-- Opening Marker --

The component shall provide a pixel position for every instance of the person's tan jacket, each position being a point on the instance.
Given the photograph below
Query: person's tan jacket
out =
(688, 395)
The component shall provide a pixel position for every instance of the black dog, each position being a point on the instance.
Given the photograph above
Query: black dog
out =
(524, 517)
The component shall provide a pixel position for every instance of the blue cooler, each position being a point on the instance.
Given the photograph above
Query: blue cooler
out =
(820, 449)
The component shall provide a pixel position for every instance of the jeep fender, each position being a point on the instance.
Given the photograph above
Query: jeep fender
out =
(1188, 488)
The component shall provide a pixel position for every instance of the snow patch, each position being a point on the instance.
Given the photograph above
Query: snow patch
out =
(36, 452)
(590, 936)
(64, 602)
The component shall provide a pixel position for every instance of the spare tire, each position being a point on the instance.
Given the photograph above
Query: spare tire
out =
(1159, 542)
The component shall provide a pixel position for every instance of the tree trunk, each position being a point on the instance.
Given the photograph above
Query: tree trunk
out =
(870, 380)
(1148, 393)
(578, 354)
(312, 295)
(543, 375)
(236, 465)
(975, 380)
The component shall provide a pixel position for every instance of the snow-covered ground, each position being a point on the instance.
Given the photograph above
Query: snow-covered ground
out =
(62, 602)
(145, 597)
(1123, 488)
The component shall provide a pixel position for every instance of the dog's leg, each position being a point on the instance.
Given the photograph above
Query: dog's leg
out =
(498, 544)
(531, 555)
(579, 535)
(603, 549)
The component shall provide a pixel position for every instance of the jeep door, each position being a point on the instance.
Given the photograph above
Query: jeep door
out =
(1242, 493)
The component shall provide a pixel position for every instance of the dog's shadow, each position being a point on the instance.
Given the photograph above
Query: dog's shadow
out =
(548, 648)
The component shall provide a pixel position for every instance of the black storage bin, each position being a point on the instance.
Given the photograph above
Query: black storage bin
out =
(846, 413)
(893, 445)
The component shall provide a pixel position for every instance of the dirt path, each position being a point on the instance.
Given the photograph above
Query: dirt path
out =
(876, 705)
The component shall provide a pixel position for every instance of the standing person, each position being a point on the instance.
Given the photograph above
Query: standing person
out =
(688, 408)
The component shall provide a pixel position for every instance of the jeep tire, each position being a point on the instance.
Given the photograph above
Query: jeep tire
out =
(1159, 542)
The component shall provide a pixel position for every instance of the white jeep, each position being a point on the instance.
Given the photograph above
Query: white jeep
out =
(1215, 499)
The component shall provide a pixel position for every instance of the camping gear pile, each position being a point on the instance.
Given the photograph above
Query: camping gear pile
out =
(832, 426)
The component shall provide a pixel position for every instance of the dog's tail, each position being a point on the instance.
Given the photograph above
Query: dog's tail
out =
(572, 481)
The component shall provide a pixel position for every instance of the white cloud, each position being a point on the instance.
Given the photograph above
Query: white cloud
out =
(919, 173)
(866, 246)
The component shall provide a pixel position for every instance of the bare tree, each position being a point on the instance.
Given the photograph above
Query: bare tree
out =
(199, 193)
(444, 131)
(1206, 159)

-- Closing Marker --

TASK BRIEF. Every entry needs to be copied exactly as it was written.

RESPONSE FOR THIS EXERCISE.
The component shall provide a pixel position for every instance of the person's tan jacket, each position being a point on the instance.
Given the photograph below
Query: person's tan jacket
out =
(688, 395)
The component shall provide a pixel position for every instance of the black dog, each position being a point on the instance.
Given the photograph above
Query: black dog
out =
(524, 517)
The component shall provide a pixel position for every instance of the blue cooler, each position being a point on the instance.
Given the photograph above
Query: blue cooler
out =
(820, 449)
The component shall provide a pixel position for every instance of the jeep fender, each position being a point on the instance.
Given the photograph above
Query: jeep fender
out =
(1188, 488)
The component shall provide a pixel position for every instance of the snow patch, each position being a point on the instance.
Given the photograph above
Query: snow patch
out =
(36, 452)
(590, 936)
(64, 602)
The component shall provide a pixel position for every instance of the spare tire, each position being a point on the instance.
Given the photograph above
Query: spare tire
out =
(1159, 542)
The component shall provide a pixel position for every instance of the tree trunk, each position being a point on the instance.
Given the photograph above
Query: tree trunk
out =
(870, 380)
(1148, 393)
(578, 354)
(312, 295)
(543, 375)
(236, 465)
(975, 380)
The component shall provide a pixel position for every instance of the snow-covered ground, each position being a point on the instance.
Given the photograph above
Query: snow-covered ground
out =
(62, 602)
(145, 597)
(1123, 488)
The component shall provide a pixel position for every instance of the dog's leg, each position being a point on the instance.
Given the photograph above
Query: dog's leg
out =
(498, 544)
(531, 555)
(579, 535)
(603, 549)
The component shall provide a pixel position for every instance of the jeep door, each position being a point on the instance.
Given the photograph above
Query: jeep door
out =
(1242, 493)
The component shall provide a pixel position for every instance of the dog's shadow, each position being a point on the instance.
Given the photograph above
Query: dog's shadow
out =
(548, 648)
The component shall provide a pixel position for every instance of the black storage bin, each position being a point on the instance.
Given the photograph above
Query: black storage bin
out =
(846, 413)
(893, 445)
The component shall provide a pixel position for every instance of the dirt path, each position being a point on the instance.
Given the photograph above
Query: dirt path
out =
(876, 705)
The component shall provide a pixel position for every instance of the standing person, each position being a point on the instance.
Given the photograph above
Query: standing person
out =
(688, 408)
The component shall provide a pixel position for every instance of the jeep tire, each position being a point on the instance.
Given the photograph above
Query: jeep tire
out =
(1159, 542)
The component shall provide a pixel position for every instance of the white jeep, each position being a point on the instance.
Given the photograph above
Query: white jeep
out =
(1215, 499)
The component shall provide a pixel position for every instance of the camping gear pile, each position being a point on the instance.
Given the photograph above
Query: camping gear pile
out =
(832, 426)
The component shall provide a pixel position for every instance of the dog's tail, each position being a point on the instance.
Given the photograph above
Query: dog's tail
out =
(572, 481)
The component shall provide a pixel position for every instance of the white cloud, each position being a point on the instance.
Given the photograph above
Query: white cloud
out =
(919, 173)
(866, 246)
The component shall provide a pixel position for every instance of the bare tree, each position being a point on the instance.
Given the photograph above
Query: bare tree
out =
(199, 193)
(444, 131)
(1206, 159)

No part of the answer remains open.